- [TASK DESCRIPTION]: Where a line contains "x=31, y=178", start there and write out that line and each one after it, word for word, through the final line of the entries; add nothing else.

- [PROVIDED RECORDS]:
===
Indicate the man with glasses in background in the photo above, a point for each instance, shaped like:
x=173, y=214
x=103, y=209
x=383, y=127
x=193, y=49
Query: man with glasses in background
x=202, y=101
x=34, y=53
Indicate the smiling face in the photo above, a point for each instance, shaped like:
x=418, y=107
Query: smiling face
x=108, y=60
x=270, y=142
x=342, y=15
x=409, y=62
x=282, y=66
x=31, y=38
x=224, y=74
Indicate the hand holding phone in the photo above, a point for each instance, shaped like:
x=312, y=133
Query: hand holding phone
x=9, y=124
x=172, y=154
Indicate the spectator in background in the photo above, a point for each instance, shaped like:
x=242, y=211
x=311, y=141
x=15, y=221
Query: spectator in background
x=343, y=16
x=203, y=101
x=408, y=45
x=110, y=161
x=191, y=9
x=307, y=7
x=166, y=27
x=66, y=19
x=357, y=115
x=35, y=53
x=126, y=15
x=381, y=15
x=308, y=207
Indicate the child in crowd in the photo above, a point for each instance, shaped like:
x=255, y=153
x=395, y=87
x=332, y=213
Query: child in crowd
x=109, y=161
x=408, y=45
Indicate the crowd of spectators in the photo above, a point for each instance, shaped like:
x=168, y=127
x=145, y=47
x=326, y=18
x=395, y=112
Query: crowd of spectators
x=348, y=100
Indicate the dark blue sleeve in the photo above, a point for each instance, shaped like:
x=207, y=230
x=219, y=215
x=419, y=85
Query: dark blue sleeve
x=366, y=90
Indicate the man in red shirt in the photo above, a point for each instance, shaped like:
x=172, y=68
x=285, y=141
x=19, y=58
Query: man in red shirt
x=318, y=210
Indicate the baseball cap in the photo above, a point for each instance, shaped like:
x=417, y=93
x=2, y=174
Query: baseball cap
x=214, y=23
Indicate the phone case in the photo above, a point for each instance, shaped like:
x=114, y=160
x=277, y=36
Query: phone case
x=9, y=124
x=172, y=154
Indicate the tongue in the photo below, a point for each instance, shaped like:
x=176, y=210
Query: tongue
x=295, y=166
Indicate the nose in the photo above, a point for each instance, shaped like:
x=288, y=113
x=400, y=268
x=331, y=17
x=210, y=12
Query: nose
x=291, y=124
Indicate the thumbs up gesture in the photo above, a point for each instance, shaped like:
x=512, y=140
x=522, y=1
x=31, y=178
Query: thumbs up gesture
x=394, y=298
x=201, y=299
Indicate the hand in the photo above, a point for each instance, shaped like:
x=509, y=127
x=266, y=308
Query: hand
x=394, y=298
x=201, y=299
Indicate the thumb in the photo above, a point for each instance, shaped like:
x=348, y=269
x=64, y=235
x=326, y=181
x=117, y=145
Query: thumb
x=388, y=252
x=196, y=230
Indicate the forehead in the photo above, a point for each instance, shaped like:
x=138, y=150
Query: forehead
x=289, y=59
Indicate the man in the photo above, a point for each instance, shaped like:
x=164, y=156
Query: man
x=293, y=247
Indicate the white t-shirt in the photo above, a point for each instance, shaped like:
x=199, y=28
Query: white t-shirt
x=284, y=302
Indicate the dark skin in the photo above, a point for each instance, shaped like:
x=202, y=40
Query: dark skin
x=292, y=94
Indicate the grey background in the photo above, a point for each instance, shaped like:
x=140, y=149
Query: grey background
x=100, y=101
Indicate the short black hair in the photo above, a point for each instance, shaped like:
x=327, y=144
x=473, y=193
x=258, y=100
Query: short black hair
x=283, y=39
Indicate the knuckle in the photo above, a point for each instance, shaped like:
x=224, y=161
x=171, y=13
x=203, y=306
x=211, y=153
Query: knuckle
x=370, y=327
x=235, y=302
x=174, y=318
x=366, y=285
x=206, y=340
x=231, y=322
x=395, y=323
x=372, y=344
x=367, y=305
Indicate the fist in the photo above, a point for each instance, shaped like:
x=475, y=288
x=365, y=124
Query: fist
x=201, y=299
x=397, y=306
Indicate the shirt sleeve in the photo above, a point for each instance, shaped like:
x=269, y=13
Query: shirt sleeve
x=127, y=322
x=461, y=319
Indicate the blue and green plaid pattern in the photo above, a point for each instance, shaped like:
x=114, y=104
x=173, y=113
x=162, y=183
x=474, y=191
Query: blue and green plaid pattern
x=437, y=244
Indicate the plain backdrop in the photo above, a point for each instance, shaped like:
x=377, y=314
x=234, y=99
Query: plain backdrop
===
- [OUTPUT BELOW]:
x=31, y=178
Query: thumbs up gesture
x=394, y=298
x=201, y=299
Indicate the hand in the photo above, a point for each instance, shaped like:
x=509, y=127
x=266, y=308
Query: hand
x=394, y=298
x=201, y=299
Indicate the thumb in the photo above, a point for each instance, shaped like:
x=348, y=269
x=64, y=235
x=326, y=181
x=117, y=145
Query: thumb
x=388, y=252
x=196, y=230
Indicate the forehead in the photo above, a point for each instance, shaped like:
x=138, y=150
Query: forehead
x=289, y=59
Indicate the man in the photo above, a point for each instance, shaped like:
x=164, y=156
Query: man
x=293, y=247
Indicate the white t-shirt in the photo above, a point for each instance, shaped like:
x=199, y=28
Query: white t-shirt
x=284, y=302
Indicate the dark skin in the photo above, a point for each instance, shaped like:
x=202, y=40
Query: dark skin
x=292, y=94
Indicate the grey background in the photo above, a point for each instance, shaped like:
x=140, y=149
Query: grey background
x=100, y=101
Indicate the short black hair in the photo above, a point for each instance, shaped like:
x=327, y=144
x=473, y=193
x=258, y=100
Query: short black hair
x=283, y=39
Indicate the knuckle in the photo above, a point for each instance, shaped like:
x=224, y=161
x=171, y=13
x=203, y=306
x=211, y=153
Query: knuckle
x=370, y=327
x=235, y=302
x=174, y=318
x=366, y=285
x=206, y=340
x=231, y=322
x=395, y=323
x=372, y=344
x=367, y=305
Indicate the fist in the photo above, a point for each instance, shaped like:
x=475, y=288
x=365, y=124
Query: fist
x=201, y=299
x=397, y=306
Indicate the shirt sleeve in the photo above, a point for each instance, shaped like:
x=269, y=13
Query: shirt sleeve
x=127, y=322
x=461, y=319
Indicate the blue and green plaid pattern in the photo above, a point for each instance, shaped like:
x=114, y=104
x=173, y=113
x=162, y=183
x=474, y=191
Query: blue and green plaid pattern
x=437, y=244
Indicate the plain backdrop in the photo above, a point for each instance, shaped like:
x=377, y=314
x=234, y=99
Query: plain backdrop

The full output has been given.